PROVIDED MATERIAL:
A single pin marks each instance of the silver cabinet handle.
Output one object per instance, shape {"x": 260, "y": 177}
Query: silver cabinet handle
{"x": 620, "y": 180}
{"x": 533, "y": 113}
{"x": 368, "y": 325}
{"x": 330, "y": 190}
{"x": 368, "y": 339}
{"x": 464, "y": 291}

DIRECTIONS FOR THIS TASK:
Exactly the lines from the start of the entries through the one bearing "Output one object" are to be output, with both ends included.

TASK OUTPUT:
A single pin marks each instance of the silver cabinet handle.
Output one object per instance, shape {"x": 260, "y": 177}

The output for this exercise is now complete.